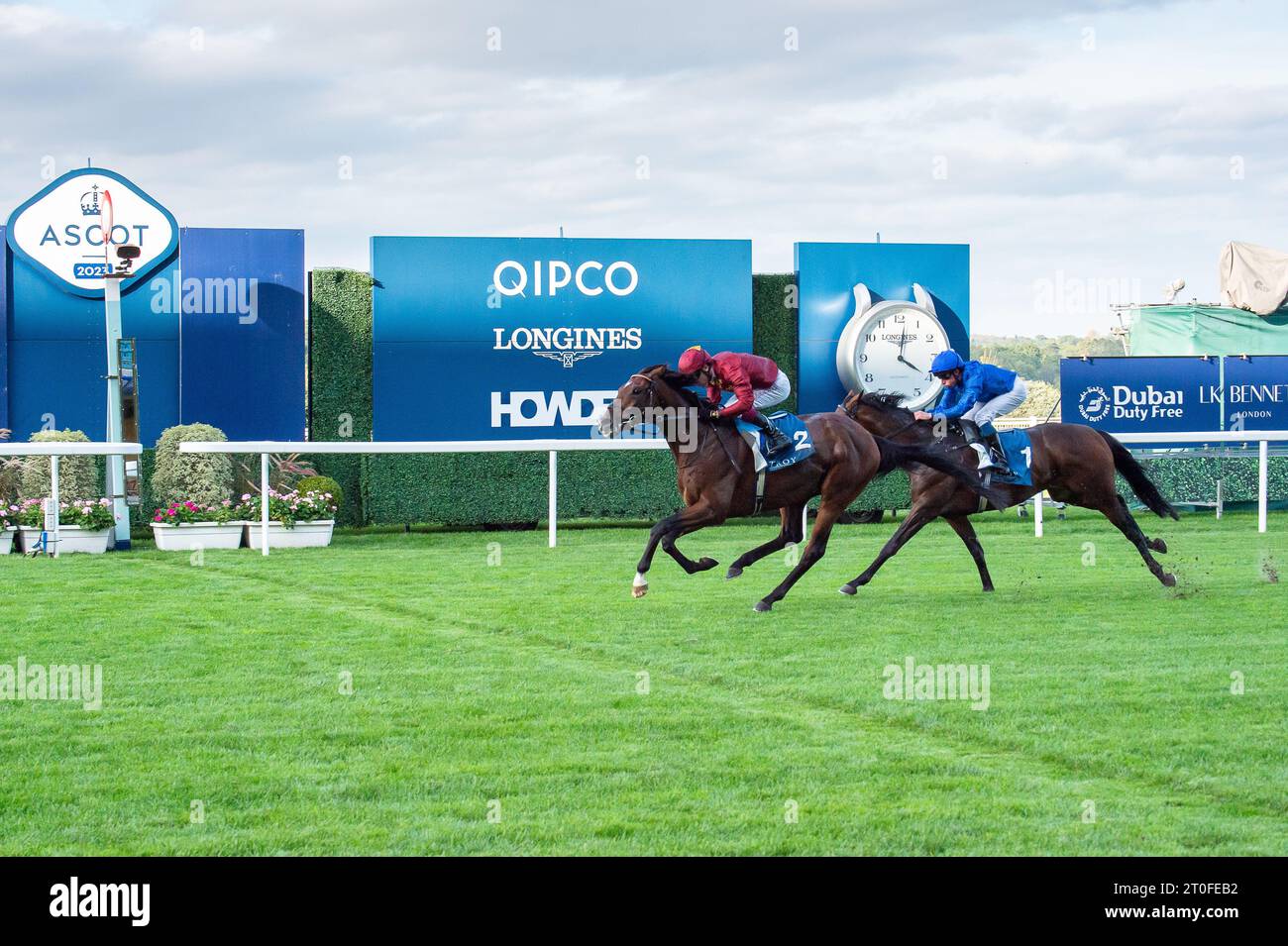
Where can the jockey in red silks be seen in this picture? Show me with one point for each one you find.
(758, 383)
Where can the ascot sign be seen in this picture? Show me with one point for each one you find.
(59, 231)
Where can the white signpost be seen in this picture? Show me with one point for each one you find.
(93, 233)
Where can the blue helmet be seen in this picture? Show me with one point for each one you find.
(947, 361)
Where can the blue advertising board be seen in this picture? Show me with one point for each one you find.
(1256, 392)
(825, 275)
(494, 338)
(243, 354)
(1141, 395)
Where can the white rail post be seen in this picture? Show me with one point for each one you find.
(53, 498)
(1262, 482)
(553, 502)
(263, 502)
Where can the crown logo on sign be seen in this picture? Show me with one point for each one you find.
(89, 202)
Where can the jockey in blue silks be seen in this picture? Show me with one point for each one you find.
(974, 394)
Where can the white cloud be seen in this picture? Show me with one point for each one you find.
(1109, 162)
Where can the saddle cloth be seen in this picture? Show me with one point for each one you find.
(797, 431)
(1019, 456)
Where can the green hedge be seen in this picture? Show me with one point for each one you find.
(510, 488)
(773, 323)
(340, 377)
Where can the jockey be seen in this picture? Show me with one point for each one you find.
(756, 382)
(977, 392)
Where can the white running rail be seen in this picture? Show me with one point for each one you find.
(1262, 438)
(65, 448)
(265, 448)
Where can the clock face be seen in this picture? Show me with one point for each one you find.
(893, 351)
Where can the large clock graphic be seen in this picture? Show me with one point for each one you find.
(888, 348)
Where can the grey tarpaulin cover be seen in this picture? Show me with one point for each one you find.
(1253, 277)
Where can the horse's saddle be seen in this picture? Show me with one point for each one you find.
(1019, 454)
(797, 431)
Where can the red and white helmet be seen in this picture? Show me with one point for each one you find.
(694, 361)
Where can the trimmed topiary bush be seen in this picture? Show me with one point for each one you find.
(77, 476)
(204, 477)
(321, 484)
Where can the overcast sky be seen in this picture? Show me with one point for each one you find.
(1089, 152)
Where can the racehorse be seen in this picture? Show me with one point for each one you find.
(717, 476)
(1073, 463)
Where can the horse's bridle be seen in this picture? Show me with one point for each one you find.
(652, 402)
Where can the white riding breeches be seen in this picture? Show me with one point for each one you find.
(776, 394)
(986, 411)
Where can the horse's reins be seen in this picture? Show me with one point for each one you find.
(652, 400)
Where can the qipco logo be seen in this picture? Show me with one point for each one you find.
(1094, 404)
(590, 278)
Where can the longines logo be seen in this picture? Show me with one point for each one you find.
(565, 344)
(1094, 404)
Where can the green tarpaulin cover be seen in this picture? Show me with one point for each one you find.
(1206, 330)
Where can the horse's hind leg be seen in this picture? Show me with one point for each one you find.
(681, 558)
(828, 512)
(911, 525)
(962, 527)
(1117, 512)
(1155, 543)
(791, 532)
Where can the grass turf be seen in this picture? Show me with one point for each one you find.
(516, 690)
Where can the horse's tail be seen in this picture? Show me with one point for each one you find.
(906, 455)
(1134, 475)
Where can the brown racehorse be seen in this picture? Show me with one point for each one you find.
(1073, 463)
(717, 476)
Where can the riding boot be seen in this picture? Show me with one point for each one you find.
(970, 430)
(995, 444)
(777, 442)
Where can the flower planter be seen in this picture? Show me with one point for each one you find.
(187, 537)
(313, 534)
(71, 538)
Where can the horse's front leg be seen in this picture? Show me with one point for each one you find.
(666, 532)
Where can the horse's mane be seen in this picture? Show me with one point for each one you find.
(885, 400)
(675, 381)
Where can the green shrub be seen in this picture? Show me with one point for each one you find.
(77, 476)
(322, 484)
(202, 477)
(340, 376)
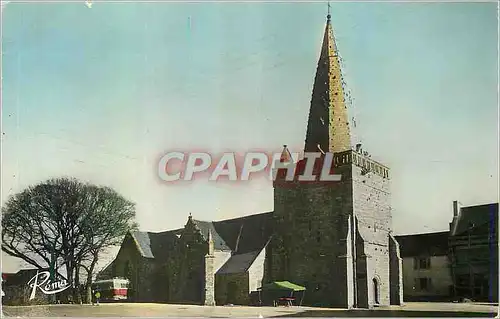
-*-*-
WRITTEN PROBLEM:
Rewrite all of the items above, swapping every "in this picture" for "in this photo" and keeping everything else the same. Omit the pictures from your answer.

ANSWER BELOW:
Where can the jockey in red silks be seen in this photo? Show me with one point for each one you find.
(758, 383)
Where can the ascot sign be seen in this photo? Show me with one point for each one you find.
(59, 231)
Where can the white signpost be seen in this photo? Show me with one point for each one you find.
(93, 233)
Where can the blue helmet be seen in this photo? Show me with one point for each one you find.
(947, 361)
Where can the blue advertising board be seen in this photo? Show me with one point for each one you find.
(1256, 392)
(825, 275)
(494, 338)
(243, 354)
(1141, 395)
Where can the white rail post be seen in this photo? Show me with one point for each one you find.
(53, 498)
(1262, 482)
(553, 502)
(263, 502)
Where can the crown logo on sign be seen in this photo? Show me with one point for each one you find.
(89, 202)
Where can the jockey in blue silks be seen in this photo? Show me with one point for each one you find.
(974, 394)
Where can the white cloud be seen in this photo? Show me with one point for each one you find.
(1109, 162)
Where can the saddle cloth be seen in this photo? Show me with one point for each one you find.
(797, 431)
(1019, 456)
Where can the green hedge be seen in this photo? Show me with one point for each one you find.
(510, 488)
(773, 323)
(340, 377)
Where can the jockey be seen in this photo? Show me with one point for each one you find.
(756, 382)
(977, 392)
Where can the white running rail be seen in this photo? Show me with one point for each one you find.
(1262, 438)
(65, 448)
(265, 448)
Where can the clock face be seen in this photo? Show me with one point for each one you find.
(893, 351)
Where can the large clock graphic be seen in this photo? Show me with one point for each one you find.
(888, 348)
Where can the grey tarpaulin cover be seen in this photo? Show me with one point for each one you find.
(1253, 277)
Where can the horse's saddle be seen in this photo? Show me with one point for each one you find.
(1019, 454)
(797, 431)
Where can the red and white helmet be seen in this photo? Show me with one point for each one you find.
(694, 361)
Where can the trimmed topiary bush be seen in this photo? Show me with one point for each one you find.
(77, 476)
(204, 477)
(321, 484)
Where can the overcast sky be seen in this photo? Show me with one point for each one you find.
(1089, 152)
Where can the racehorse be seen in this photo? Show me with one point for each one you find.
(717, 476)
(1073, 463)
Where can the horse's bridle be seen in this photo? Show me with one point for each one you find.
(652, 402)
Where can the white riding breeches be seen in this photo? Show me with one point for each one you find.
(776, 394)
(986, 411)
Where can the horse's reins be seen in this photo? Show me with one point for each one you find.
(652, 400)
Where can the qipco logo be seen in this photo? Show me with one point for each one you find.
(1094, 404)
(590, 278)
Where can the longines logo be seen in this photo? Show me with one point for each one you find.
(565, 344)
(1094, 404)
Where can the green tarpaulin cover be seen in this photo? Show me with one point for each one you find.
(1206, 330)
Where can the horse's hind leg be seen in this photo? Show me with one point for each one you find.
(681, 558)
(828, 512)
(911, 525)
(962, 527)
(1117, 512)
(1155, 543)
(791, 532)
Where can the grass turf be seen in this photo? Show me with one point for each one you find.
(516, 690)
Where can the horse's tail be seen in this photo? Show me with one point for each one you find.
(906, 455)
(1134, 475)
Where can the brown racehorse be seen in this photo? Show me with one point for each one you find.
(1073, 463)
(717, 476)
Where can the riding boot be seen in this photo? Show me with one point for each one you find.
(970, 430)
(995, 444)
(777, 442)
Where can the flower planter be seen in this photo? Show me with one point for each one you find.
(187, 537)
(313, 534)
(71, 538)
Where can the horse's front leg be seen in this photo? Show me with one point for each one you find.
(666, 532)
Where can the horse's mane be seen in this photo? Show me with one point for each one you find.
(885, 400)
(675, 381)
Where can the green shrub be seen in this photo? Show me with one point for each one you find.
(77, 476)
(322, 484)
(202, 477)
(340, 376)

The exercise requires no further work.